Action item
All lines in the material containing the word "sign" need to be copied.

Records for processing

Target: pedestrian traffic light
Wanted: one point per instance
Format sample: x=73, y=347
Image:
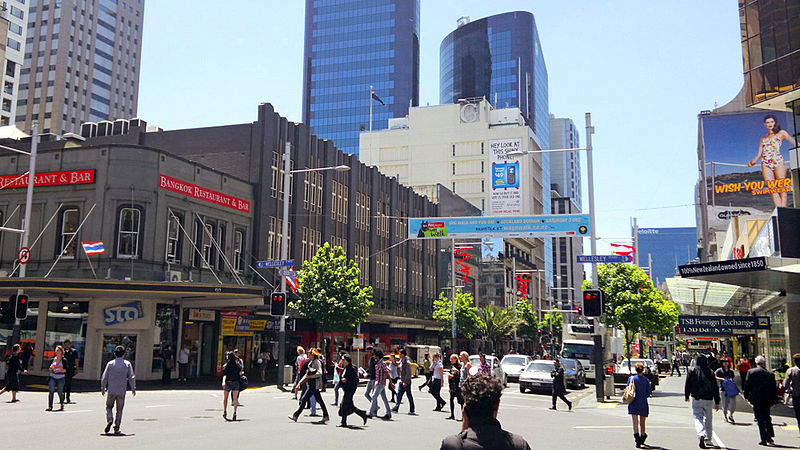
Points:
x=22, y=307
x=593, y=303
x=278, y=304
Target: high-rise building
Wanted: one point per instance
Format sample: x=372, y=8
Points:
x=12, y=33
x=351, y=45
x=82, y=63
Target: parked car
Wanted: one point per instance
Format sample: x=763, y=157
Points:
x=513, y=365
x=536, y=376
x=496, y=369
x=574, y=374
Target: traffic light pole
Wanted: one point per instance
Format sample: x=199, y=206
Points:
x=26, y=228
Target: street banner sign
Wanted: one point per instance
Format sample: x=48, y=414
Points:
x=724, y=325
x=275, y=263
x=555, y=225
x=602, y=259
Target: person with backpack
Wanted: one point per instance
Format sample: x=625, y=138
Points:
x=702, y=387
x=728, y=391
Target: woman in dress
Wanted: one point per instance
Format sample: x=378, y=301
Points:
x=773, y=166
x=638, y=408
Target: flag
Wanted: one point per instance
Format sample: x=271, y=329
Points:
x=375, y=96
x=93, y=248
x=291, y=280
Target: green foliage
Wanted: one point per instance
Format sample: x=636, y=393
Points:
x=330, y=292
x=467, y=321
x=633, y=303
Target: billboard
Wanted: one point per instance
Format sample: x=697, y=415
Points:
x=746, y=157
x=506, y=196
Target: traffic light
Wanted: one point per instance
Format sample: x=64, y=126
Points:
x=593, y=303
x=278, y=304
x=21, y=311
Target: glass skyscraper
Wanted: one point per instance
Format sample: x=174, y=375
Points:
x=351, y=45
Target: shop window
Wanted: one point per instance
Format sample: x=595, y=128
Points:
x=68, y=242
x=65, y=320
x=130, y=221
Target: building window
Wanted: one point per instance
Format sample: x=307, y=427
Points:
x=130, y=220
x=69, y=227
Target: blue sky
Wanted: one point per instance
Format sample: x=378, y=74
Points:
x=643, y=69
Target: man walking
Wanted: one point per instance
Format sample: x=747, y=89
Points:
x=405, y=384
x=761, y=391
x=71, y=366
x=117, y=376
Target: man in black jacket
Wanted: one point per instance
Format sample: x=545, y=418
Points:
x=349, y=384
x=480, y=428
x=762, y=392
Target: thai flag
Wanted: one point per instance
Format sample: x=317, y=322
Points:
x=93, y=248
x=291, y=280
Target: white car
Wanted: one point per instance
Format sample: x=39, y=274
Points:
x=496, y=370
x=513, y=365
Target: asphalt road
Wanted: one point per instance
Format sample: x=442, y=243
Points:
x=193, y=419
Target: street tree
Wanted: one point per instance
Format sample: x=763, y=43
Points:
x=330, y=292
x=467, y=321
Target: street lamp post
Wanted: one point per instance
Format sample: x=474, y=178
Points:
x=285, y=245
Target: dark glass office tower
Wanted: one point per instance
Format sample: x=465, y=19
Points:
x=498, y=57
x=351, y=45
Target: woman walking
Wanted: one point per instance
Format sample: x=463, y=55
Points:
x=702, y=387
x=12, y=373
x=455, y=385
x=639, y=409
x=312, y=380
x=231, y=376
x=57, y=375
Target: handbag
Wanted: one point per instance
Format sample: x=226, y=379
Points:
x=630, y=392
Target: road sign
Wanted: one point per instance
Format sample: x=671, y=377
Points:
x=275, y=263
x=602, y=258
x=24, y=255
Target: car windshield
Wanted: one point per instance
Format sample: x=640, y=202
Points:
x=514, y=361
x=539, y=367
x=582, y=351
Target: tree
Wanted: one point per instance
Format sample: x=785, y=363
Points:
x=330, y=292
x=497, y=323
x=633, y=303
x=467, y=321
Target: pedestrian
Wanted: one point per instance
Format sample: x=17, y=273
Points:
x=405, y=384
x=762, y=392
x=312, y=379
x=381, y=375
x=484, y=367
x=71, y=363
x=349, y=384
x=56, y=381
x=298, y=364
x=639, y=409
x=426, y=370
x=702, y=387
x=117, y=377
x=743, y=367
x=791, y=385
x=559, y=385
x=727, y=389
x=370, y=353
x=437, y=374
x=454, y=382
x=394, y=376
x=231, y=378
x=183, y=363
x=167, y=364
x=479, y=427
x=13, y=368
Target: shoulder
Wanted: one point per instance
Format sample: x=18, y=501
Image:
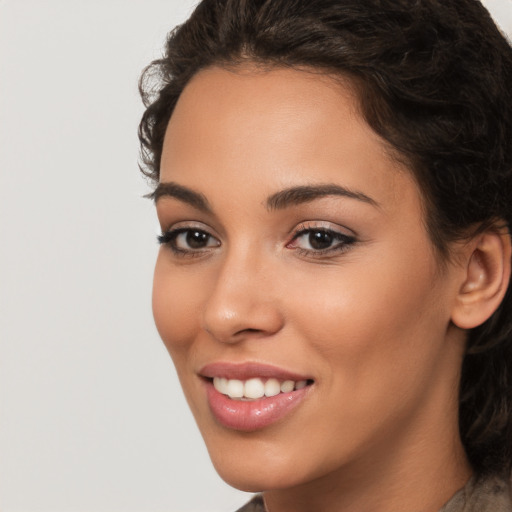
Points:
x=490, y=494
x=255, y=505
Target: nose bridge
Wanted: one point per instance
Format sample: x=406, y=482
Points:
x=242, y=301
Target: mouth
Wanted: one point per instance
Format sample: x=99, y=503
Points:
x=252, y=397
x=257, y=388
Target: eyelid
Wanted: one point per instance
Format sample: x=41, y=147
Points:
x=170, y=235
x=342, y=241
x=322, y=224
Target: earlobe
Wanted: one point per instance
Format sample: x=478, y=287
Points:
x=486, y=278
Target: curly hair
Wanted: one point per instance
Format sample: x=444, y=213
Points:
x=434, y=80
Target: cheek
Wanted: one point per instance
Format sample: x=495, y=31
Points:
x=176, y=297
x=374, y=318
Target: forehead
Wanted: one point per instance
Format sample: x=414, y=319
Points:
x=262, y=130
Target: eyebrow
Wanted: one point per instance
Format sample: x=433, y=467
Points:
x=280, y=200
x=171, y=189
x=304, y=194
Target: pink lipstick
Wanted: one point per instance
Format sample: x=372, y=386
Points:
x=252, y=396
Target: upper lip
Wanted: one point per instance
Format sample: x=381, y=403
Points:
x=249, y=370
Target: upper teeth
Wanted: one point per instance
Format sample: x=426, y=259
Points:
x=255, y=388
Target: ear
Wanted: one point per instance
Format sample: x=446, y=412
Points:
x=486, y=278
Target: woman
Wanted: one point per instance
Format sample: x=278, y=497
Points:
x=333, y=187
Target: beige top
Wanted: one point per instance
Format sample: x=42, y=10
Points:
x=493, y=494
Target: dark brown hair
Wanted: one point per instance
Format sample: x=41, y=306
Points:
x=434, y=80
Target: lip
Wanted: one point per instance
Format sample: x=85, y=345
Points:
x=249, y=370
x=249, y=416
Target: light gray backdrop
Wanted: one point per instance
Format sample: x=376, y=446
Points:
x=91, y=415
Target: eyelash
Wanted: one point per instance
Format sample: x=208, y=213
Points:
x=343, y=241
x=168, y=239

Solution below
Target: street banner sign
Target: road sign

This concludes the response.